Zimbabwe court to rule on election results


A Zimbabwe court will rule on Monday on whether it has the authority to order the release of delayed presidential election results which Robert Mugabe's opponents say will show his long grip on power is over.

No results have emerged from the presidential vote nine days ago and Mugabe's ruling ZANU-PF wants the electoral commission to delay announcing the outcome pending a recount.

The Movement for Democratic Change (MDC) opposition says Mugabe wants the delay to help him find a way to cling to power despite his people's rejection of him, amid hyperinflation and economic collapse. It is asking the High Court to force their release. The MDC says its leader, Morgan Tsvangirai, has already won and should be declared president, ending Mugabe's uninterrupted 28-year rule since independence from Britain.

After a hearing lasting almost four hours, High Court judge Tendai Uchena adjourned to consider an electoral commission argument that he did not have jurisdiction.

Mugabe suffered his first election defeat when ZANU-PF lost control of parliament in the March 29 elections.

ZANU-PF and independent monitors' projections show Tsvangirai has won the presidential election but will be forced into a runoff vote after failing to win an absolute majority.

ZANU-PF's strategy to stay in power includes legal challenges to some of the parliamentary results and the mobilisation of pro-government militias before any runoff.

The re-emergence of war veterans, who in recent years led a wave of violent occupations of white farms as part of a government land redistribution programme, increased fears Mugabe's supporters would try to intimidate opponents.

Source records
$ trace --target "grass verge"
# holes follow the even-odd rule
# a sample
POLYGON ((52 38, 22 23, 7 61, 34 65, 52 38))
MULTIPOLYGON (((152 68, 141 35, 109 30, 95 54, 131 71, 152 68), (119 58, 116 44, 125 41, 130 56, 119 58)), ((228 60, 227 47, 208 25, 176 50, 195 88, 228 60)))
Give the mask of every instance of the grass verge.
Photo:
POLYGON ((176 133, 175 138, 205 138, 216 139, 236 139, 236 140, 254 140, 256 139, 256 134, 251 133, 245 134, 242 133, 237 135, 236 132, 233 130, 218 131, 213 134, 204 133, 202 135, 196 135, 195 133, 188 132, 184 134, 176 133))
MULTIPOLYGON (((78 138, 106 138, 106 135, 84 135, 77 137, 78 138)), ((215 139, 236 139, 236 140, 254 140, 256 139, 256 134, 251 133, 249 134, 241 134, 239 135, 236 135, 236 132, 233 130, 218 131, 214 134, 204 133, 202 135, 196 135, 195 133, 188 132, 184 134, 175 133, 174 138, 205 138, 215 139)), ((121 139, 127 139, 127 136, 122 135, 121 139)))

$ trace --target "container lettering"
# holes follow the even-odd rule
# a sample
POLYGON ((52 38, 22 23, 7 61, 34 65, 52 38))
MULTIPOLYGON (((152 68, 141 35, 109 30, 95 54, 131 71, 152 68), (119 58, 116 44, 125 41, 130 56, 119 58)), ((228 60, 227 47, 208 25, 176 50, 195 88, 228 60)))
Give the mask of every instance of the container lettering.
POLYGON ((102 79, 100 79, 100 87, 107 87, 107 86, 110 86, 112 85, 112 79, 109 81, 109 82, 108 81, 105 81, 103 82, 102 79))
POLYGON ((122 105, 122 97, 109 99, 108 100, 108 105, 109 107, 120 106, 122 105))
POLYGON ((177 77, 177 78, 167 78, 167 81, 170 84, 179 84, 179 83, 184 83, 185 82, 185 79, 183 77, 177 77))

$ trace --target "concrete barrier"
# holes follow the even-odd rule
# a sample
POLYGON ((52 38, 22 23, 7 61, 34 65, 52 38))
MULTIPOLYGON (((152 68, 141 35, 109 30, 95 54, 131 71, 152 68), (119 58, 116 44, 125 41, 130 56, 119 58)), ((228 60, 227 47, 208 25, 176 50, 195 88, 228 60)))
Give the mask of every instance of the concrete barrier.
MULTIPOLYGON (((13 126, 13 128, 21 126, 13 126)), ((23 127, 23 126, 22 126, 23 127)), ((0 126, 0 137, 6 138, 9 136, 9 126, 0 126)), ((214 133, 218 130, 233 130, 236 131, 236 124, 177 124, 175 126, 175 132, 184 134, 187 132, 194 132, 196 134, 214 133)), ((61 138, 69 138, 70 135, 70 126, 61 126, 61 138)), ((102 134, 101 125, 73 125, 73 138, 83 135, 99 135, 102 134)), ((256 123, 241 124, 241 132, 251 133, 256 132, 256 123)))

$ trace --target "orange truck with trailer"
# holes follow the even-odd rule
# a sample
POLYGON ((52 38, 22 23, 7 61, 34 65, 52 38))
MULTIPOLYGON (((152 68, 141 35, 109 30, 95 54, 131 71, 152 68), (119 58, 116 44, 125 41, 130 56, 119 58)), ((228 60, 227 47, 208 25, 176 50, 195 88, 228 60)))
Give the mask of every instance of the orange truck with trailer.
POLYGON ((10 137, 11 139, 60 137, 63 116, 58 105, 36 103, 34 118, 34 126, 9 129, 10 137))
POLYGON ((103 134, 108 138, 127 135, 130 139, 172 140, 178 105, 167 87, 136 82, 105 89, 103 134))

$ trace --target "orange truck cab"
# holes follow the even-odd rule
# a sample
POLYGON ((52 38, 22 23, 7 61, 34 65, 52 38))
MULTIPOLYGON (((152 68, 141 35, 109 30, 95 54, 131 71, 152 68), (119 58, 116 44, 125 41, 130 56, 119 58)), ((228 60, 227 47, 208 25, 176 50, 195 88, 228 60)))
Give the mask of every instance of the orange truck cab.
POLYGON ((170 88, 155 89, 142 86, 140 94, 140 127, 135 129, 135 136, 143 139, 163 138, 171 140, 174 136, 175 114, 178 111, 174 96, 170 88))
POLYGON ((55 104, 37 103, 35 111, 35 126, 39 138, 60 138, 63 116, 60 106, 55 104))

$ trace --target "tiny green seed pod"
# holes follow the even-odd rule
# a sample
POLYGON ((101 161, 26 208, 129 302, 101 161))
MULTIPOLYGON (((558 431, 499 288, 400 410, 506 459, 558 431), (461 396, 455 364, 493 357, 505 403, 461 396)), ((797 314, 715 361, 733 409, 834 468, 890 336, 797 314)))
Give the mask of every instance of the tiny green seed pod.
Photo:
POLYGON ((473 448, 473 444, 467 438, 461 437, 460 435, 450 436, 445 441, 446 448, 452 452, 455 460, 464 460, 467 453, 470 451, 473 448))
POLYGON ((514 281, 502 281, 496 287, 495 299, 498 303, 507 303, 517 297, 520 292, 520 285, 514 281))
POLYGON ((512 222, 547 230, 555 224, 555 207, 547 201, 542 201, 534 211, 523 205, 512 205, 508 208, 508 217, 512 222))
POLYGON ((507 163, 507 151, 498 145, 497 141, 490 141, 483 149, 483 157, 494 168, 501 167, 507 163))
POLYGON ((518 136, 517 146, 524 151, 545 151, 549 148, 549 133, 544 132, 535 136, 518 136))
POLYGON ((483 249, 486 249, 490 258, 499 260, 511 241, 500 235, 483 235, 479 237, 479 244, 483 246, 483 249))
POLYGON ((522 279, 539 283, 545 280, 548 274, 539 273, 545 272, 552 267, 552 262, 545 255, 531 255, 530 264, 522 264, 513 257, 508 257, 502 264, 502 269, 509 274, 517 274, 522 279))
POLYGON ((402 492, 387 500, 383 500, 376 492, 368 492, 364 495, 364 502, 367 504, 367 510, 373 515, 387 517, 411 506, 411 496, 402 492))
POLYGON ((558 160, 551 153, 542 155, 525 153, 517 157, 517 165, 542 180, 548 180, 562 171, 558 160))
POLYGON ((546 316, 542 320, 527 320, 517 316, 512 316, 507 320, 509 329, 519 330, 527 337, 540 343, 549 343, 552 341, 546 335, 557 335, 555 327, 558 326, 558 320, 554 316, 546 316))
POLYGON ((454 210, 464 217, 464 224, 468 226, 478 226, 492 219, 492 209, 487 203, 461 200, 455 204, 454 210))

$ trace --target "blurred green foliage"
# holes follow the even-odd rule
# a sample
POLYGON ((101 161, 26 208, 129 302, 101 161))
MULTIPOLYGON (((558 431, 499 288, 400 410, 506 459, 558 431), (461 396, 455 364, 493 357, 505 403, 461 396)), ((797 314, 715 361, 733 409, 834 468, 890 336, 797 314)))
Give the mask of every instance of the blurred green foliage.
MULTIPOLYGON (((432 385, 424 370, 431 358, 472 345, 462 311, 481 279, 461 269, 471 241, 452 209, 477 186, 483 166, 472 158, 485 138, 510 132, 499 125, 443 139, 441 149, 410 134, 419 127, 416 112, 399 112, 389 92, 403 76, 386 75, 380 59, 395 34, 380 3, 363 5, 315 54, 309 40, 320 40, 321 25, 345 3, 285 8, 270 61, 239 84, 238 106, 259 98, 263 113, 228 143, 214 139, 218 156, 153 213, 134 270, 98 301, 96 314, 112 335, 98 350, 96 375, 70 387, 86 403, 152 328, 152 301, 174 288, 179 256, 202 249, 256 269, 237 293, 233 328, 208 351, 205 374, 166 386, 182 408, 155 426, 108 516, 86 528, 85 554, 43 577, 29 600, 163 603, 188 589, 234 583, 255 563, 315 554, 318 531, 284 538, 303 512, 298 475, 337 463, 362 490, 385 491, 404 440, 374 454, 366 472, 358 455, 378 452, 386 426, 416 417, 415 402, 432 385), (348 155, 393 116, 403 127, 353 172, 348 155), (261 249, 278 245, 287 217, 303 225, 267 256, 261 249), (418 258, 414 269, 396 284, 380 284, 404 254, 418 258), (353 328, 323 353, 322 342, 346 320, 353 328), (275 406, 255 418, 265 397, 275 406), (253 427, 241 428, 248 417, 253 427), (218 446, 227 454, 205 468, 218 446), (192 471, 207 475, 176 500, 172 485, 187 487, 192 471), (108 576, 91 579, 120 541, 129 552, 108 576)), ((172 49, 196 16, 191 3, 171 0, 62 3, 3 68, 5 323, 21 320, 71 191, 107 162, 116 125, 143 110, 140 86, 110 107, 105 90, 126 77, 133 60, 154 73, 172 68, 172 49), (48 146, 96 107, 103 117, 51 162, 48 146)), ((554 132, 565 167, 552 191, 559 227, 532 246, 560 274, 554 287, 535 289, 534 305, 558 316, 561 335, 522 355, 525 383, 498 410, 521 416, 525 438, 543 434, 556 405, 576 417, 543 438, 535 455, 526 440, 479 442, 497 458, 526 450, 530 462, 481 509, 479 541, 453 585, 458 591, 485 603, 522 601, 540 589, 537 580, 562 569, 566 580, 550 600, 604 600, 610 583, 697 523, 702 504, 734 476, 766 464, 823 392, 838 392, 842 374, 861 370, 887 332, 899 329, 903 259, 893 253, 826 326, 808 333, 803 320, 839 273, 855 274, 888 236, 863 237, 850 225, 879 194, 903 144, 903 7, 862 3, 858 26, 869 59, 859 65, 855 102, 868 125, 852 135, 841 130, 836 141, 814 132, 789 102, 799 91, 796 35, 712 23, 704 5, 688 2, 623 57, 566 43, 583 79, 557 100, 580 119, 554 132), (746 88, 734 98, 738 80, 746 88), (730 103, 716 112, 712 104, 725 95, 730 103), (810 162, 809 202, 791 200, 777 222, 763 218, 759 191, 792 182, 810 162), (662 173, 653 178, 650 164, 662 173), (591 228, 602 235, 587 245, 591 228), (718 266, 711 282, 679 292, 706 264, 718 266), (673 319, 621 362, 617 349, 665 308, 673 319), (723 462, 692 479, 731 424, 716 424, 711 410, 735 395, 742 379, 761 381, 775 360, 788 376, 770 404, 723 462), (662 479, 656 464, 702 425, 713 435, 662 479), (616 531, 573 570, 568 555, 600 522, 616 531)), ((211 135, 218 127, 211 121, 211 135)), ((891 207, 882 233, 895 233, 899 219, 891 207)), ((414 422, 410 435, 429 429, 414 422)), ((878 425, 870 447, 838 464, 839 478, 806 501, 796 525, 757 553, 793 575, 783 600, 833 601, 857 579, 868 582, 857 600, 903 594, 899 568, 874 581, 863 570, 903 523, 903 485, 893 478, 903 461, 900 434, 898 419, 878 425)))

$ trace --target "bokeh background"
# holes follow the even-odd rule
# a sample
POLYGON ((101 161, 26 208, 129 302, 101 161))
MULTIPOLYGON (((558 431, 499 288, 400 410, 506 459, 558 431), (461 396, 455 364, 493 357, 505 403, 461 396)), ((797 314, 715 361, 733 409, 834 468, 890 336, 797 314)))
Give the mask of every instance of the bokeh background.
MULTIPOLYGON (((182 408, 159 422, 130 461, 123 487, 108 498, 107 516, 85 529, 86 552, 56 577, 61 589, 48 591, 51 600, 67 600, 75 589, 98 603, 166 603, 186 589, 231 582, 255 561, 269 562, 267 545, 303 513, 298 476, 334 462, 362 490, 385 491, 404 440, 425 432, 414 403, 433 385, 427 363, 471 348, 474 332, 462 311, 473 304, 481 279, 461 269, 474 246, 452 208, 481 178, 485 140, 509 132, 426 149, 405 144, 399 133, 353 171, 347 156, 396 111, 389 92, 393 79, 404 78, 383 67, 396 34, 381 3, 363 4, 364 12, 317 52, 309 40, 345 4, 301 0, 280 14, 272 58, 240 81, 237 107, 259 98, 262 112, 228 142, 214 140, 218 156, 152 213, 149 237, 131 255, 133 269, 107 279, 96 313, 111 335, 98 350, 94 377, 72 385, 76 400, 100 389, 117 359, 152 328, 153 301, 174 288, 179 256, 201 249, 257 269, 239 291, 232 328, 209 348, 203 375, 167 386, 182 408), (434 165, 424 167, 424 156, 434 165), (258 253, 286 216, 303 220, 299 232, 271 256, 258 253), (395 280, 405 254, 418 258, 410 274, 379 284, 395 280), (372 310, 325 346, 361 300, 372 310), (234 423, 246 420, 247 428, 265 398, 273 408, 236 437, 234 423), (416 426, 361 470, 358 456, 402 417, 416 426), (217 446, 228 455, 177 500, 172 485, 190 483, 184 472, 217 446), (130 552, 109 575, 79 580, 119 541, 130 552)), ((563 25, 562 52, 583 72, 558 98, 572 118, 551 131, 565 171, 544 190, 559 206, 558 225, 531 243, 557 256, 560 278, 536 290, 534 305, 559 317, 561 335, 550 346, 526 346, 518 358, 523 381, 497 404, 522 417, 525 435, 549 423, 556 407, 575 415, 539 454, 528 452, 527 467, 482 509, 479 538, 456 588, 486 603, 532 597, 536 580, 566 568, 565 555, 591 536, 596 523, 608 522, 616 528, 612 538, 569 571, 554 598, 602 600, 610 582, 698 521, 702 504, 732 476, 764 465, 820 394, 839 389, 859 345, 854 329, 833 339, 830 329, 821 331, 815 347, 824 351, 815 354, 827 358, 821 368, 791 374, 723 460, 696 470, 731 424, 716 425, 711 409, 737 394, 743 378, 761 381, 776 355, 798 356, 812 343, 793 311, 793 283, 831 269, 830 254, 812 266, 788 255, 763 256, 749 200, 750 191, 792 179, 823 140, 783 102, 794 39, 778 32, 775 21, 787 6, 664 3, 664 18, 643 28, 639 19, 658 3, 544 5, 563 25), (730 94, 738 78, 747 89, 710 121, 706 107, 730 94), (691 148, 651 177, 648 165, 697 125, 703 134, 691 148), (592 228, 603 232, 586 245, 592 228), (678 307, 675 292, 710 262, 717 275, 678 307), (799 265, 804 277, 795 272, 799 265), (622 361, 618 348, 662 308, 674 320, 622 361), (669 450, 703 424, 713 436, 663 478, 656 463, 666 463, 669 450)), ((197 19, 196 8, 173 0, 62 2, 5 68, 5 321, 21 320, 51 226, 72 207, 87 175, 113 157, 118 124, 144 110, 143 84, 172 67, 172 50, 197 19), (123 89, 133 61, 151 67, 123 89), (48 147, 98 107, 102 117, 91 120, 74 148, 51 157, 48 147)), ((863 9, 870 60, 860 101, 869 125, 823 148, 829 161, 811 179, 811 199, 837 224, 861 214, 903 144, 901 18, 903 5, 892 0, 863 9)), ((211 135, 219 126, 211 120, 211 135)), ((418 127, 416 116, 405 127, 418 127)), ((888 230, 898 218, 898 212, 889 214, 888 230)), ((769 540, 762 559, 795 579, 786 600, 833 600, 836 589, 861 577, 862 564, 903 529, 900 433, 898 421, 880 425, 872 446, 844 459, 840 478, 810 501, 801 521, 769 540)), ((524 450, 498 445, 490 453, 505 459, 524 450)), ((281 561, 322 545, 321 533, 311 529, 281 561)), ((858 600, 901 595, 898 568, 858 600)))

Task description =>
Reproduce the passage of the Zimbabwe election article between "No results have" and "not have jurisdiction.", inclusive.

Final result =>
No results have emerged from the presidential vote nine days ago and Mugabe's ruling ZANU-PF wants the electoral commission to delay announcing the outcome pending a recount.

The Movement for Democratic Change (MDC) opposition says Mugabe wants the delay to help him find a way to cling to power despite his people's rejection of him, amid hyperinflation and economic collapse. It is asking the High Court to force their release. The MDC says its leader, Morgan Tsvangirai, has already won and should be declared president, ending Mugabe's uninterrupted 28-year rule since independence from Britain.

After a hearing lasting almost four hours, High Court judge Tendai Uchena adjourned to consider an electoral commission argument that he did not have jurisdiction.